PIP Labs unveiled $80 million in Series B funding Wednesday to flesh out Story Protocol, a layer-1 network for licensing and maintaining intellectual property in the digital era.
If crypto’s pioneers sought to cut out financial intermediaries from online transactions, then Story has taken aim at a common source of friction for creatives: lawyers. Empowering artists is one of PIP Labs’ biggest priorities, but the firm also seeks to address issues around artificial intelligence, as companies scrape the internet for heaps of data to train models.
PIP Labs’ Series B funding round was led by VC giant Andreessen Horowitz with participation from Polychain, also drawing investment from the likes of Walt Disney Imagineering executive Scott Trowbridge and the pseudonymous Cozomo de’ Medici, an influential collector in the NFT space.
Lifting PIP Labs’ total fundraising figure to $140 million, the latest round follows the project’s announcement last year with backing from Samsung Next and Paris Hilton’s 11:11 Media. Andreessen Horowitz also led the previous round.

SET OF TASKS:
a) In the PIP Labs funding article, can you rewrite everything from "Lifting PIP Labs’" down to "the previous round.", replacing "previous round" with "earlier round"?
b) Answer these questions from the PIP Labs funding article:
(i) How much Series B funding did PIP Labs unveil?
(ii) Which firm led the Series B round?
(iii) What is PIP Labs' total fundraising figure after the latest round?
The listing comes from a different source than the PIP Labs funding article.

DATA FOR REVIEW:

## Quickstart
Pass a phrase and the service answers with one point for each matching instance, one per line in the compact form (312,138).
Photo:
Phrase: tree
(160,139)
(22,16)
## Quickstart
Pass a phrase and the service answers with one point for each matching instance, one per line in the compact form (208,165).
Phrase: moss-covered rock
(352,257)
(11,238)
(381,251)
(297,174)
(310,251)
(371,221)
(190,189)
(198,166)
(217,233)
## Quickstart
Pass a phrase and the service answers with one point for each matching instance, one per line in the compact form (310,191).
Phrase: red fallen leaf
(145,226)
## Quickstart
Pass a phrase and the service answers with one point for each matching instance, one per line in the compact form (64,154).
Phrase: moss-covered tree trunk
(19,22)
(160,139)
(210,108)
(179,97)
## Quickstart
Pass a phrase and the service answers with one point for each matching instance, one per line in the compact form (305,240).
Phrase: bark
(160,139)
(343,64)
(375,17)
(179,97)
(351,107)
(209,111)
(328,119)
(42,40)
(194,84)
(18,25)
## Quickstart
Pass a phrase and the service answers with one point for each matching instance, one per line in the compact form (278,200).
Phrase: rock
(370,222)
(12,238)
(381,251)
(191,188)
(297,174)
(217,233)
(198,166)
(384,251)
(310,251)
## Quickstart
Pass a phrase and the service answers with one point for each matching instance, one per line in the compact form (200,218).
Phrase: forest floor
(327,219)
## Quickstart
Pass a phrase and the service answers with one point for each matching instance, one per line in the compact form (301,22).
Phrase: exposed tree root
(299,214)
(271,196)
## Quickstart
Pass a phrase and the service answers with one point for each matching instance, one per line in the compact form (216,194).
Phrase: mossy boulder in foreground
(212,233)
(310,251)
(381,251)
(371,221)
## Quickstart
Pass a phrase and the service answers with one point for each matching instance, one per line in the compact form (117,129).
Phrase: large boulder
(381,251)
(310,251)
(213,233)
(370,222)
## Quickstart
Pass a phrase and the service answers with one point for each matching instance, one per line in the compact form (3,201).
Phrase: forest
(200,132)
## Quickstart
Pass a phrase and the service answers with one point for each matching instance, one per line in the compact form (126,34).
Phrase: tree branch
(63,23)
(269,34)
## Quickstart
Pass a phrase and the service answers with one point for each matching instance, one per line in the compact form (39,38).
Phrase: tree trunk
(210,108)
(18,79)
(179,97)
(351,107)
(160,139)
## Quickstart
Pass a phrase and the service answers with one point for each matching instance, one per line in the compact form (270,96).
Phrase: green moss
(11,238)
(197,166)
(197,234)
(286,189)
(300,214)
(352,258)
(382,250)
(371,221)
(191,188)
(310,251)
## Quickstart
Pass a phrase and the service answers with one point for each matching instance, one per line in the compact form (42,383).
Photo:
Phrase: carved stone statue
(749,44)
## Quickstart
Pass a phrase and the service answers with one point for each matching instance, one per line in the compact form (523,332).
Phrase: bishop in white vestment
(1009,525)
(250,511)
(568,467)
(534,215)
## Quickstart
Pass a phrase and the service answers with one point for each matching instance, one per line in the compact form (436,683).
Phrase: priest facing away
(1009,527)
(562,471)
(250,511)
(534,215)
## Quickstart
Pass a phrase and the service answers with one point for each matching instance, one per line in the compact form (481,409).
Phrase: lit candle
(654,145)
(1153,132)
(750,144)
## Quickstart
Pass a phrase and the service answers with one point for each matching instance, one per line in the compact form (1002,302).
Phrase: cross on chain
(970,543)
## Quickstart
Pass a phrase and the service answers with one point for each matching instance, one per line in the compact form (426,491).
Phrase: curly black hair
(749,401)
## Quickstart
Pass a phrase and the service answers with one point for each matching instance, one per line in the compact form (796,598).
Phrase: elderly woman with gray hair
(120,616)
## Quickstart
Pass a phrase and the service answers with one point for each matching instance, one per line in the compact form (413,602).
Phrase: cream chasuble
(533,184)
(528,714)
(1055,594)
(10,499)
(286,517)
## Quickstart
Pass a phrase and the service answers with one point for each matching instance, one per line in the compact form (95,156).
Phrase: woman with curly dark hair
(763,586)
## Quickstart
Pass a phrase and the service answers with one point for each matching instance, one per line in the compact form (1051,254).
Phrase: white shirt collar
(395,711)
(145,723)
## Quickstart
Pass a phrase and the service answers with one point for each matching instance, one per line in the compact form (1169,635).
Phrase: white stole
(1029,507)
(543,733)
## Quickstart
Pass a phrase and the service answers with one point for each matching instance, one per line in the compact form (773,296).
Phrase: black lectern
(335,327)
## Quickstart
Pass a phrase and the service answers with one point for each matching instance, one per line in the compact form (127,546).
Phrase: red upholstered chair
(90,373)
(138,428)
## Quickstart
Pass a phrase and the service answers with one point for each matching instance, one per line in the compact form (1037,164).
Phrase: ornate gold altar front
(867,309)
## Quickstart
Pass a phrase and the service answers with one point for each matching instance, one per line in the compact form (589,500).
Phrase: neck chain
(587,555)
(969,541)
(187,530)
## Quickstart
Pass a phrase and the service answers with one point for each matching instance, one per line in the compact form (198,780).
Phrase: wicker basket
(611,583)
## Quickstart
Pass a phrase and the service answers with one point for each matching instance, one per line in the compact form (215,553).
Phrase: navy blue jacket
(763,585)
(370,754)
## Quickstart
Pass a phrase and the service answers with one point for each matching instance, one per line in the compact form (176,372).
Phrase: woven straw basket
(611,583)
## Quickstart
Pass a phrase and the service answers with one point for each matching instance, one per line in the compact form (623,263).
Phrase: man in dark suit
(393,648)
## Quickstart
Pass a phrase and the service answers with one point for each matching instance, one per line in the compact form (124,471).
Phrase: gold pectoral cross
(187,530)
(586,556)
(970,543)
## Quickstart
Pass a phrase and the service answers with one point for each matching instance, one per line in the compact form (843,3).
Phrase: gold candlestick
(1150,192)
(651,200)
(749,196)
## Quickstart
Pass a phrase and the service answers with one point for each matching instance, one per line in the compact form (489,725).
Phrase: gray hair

ANSWER SECTION:
a)
Lifting PIP Labs’ total fundraising figure to $140 million, the latest round follows the project’s announcement last year with backing from Samsung Next and Paris Hilton’s 11:11 Media. Andreessen Horowitz also led the earlier round.

b)
(i) $80 million
(ii) Andreessen Horowitz
(iii) $140 million